Reading passage
* BEGIN *

Hardware Acceleration of Video Edge Detection with

Hight Level Synthesis on the Xilinx Zynq Platform

Taoufik Saidani

Department of Computer Science
Faculty of Computing and Information Technology

Northern Border University

Rafha, Saudi Arabia and
Laboratory of Electronics and Microelectronics

Faculty of Sciences of Monastir

University of Monastir

Monastir, Tunisia
taoufik.saidan@nbu.edu.sa

Refka Ghodhbani

Department of Computer Science
Faculty of Computing and Information Technology

Northern Border University

Rafha, Saudi Arabia and
Laboratory of Electronics and Microelectronics

Faculty of Sciences of Monastir

University of Monastir

Monastir, Tunisia

Refka.Ghodhbani@nbu.edu.sa

Abstract-The study conducted in the current paper consists of

validating an original design flow for the rapid prototyping of

real-time image and video processing applications on FPGAs. A
video application for edge detection with Simulink HDL coder

and Vivado High-Level Synthesis (HLS) has been designed as if

the code was going to be executed on a conventional processor.

The developed tools will automatically translate the code into

VHDL hardware language using an advanced compilation

technique. This amounts to embedding processors on Xilinx

Zynq-7000 System on-Chip (SoC) device in an optimal manner.
This automated hardware design flow reduces the time to create

a prototype since only the high-level description is required. The

design of the video edge detection system is implemented on

Xilinx Zynq-7000 platform. The result of the implementation

gave effective resource utilization and a good frame rate (95 FPS)
under 170MHz frequency.

Keywords-high-level synthesis; automated hardware design; co-

design; Xilinx Zynq-7000

I. INTRODUCTION

Over the past ten years, several architectures combining
reconfigurable processors and/or circuits (Field Programmable
Gate Arrays-FPGAs) have been proposed for the acceleration
of the execution of increasingly complex applications [1].
Dedicated signal and image processing systems currently use
either processors with general or dedicated use, wired solutions
configured for specific circuits of the ASIC type, or a
combination of these two. However, the conjugation of the
increasing algorithm complexity and the large volume of data
to process, usually with strong real-time constraints, requires
performance that processors cannot provide [2]. Parallel
processing can provide speed and programming flexibility, but
at the expense of cost and complexity of implementation. In
addition, the use of ASICs which offer more processing speed
suffers from rigidity and expensive development. Indeed,
adding a new functionality to a wired system will surely require
a redesign of one or more ASICs and will increase cost [3]. The
reconfigurable architectures represent an appropriate response,

they offer better performance than programmable architectures
and more flexibility than wired solutions. They use
reconfigurable logic components that allow the user to modify
the architecture after manufacturing it in a software way, unlike
the ASIC whose algorithms are wired in silicon [2, 3].

* END *

Information supplied

* BEGIN *

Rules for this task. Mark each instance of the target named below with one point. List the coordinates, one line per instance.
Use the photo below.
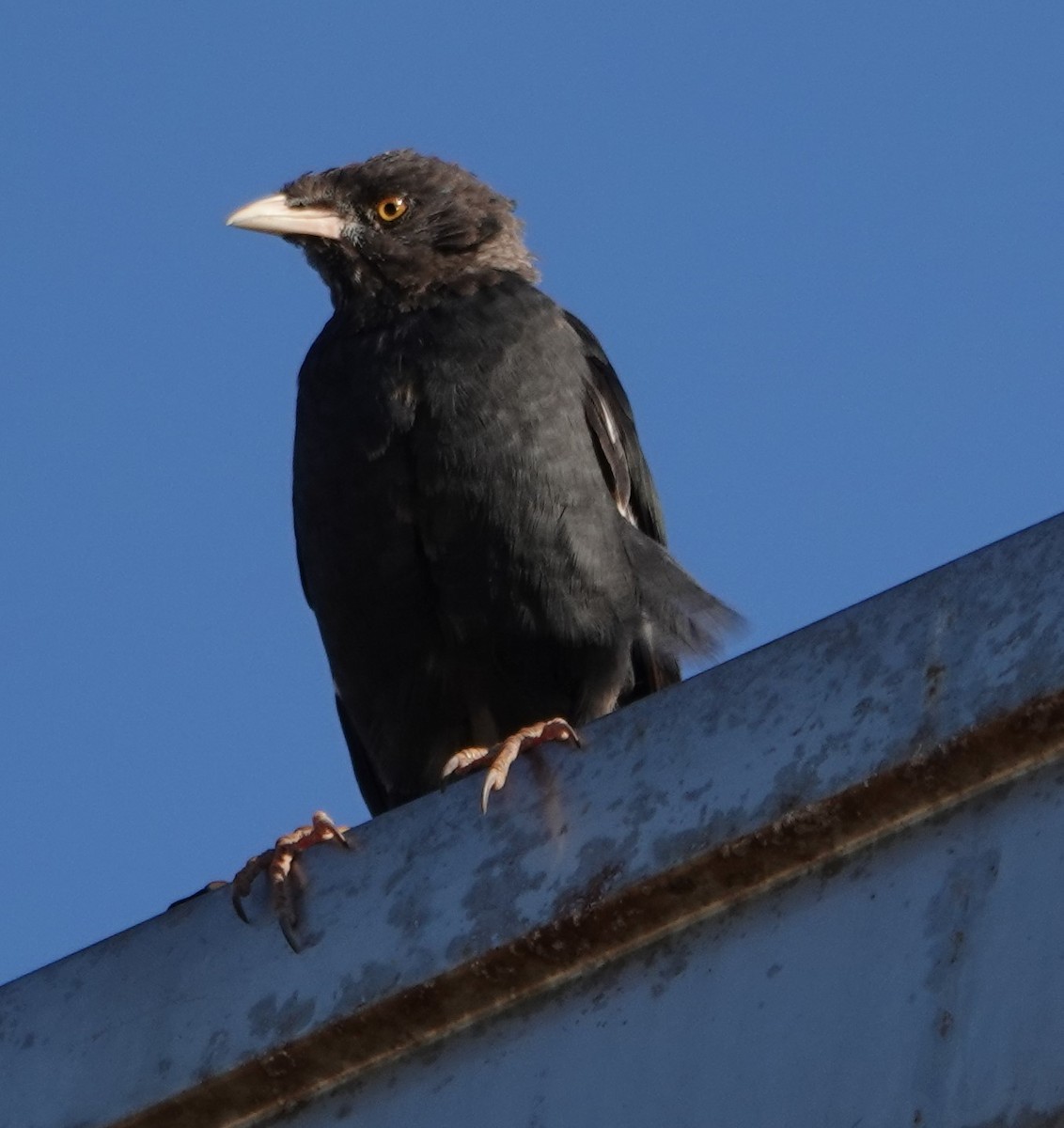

* END *

Actions to take
1. In the edge detection paper, what frame rate did the implementation reach?
2. Please revise the edge detection paper starting with "This automated hardware" and going on through "rate (95 FPS)", putting "working model" in place of "prototype".
3. Continue the edge detection paper from its final sentence.
The data was drawn from a different source than the edge detection paper.

Answers to the exercise
1. 95 FPS under a 170MHz frequency.

2.
This automated hardware design flow reduces the time to create

a working model since only the high-level description is required. The

design of the video edge detection system is implemented on

Xilinx Zynq-7000 platform. The result of the implementation

gave effective resource utilization and a good frame rate (95 FPS)

3.
Video and image processing are now booming and playing
an increasingly important role in our everyday life [4, 6]. The
integration of embedded systems in the field of modern
wireless communications allows us to respond quickly to its
ever-increasing demands. The invention of the FPGA made
possible the concept of reconfigurable material hardware for
video and image processing systems. The traditional design of
video and image system architecture around the FPGA does not
allow high productivity [3, 4]. The latter can be improved by
using a new design technique based on the Model Based
Design (MBD) model [5]. Tools based on this technique are
intended for embedded systems, the development of signal
processing algorithms, the rapid integration of systems, and the
analysis of the behavior of complex digital systems for a wide
variety of cases. To resolve this constraint, many high level
synthesis tools have been developed to take advantage of this
technique to achieve FPGA rapid prototyping [3]. The FPGA
with its great integration capabilities and reconfiguration is a
key component in rapidly developing prototypes. In the
objective of encouraging the wide distribution of this type of
circuits, it is necessary to improve the development
environments to make them more accessible to non-electronics
experts[8, 9].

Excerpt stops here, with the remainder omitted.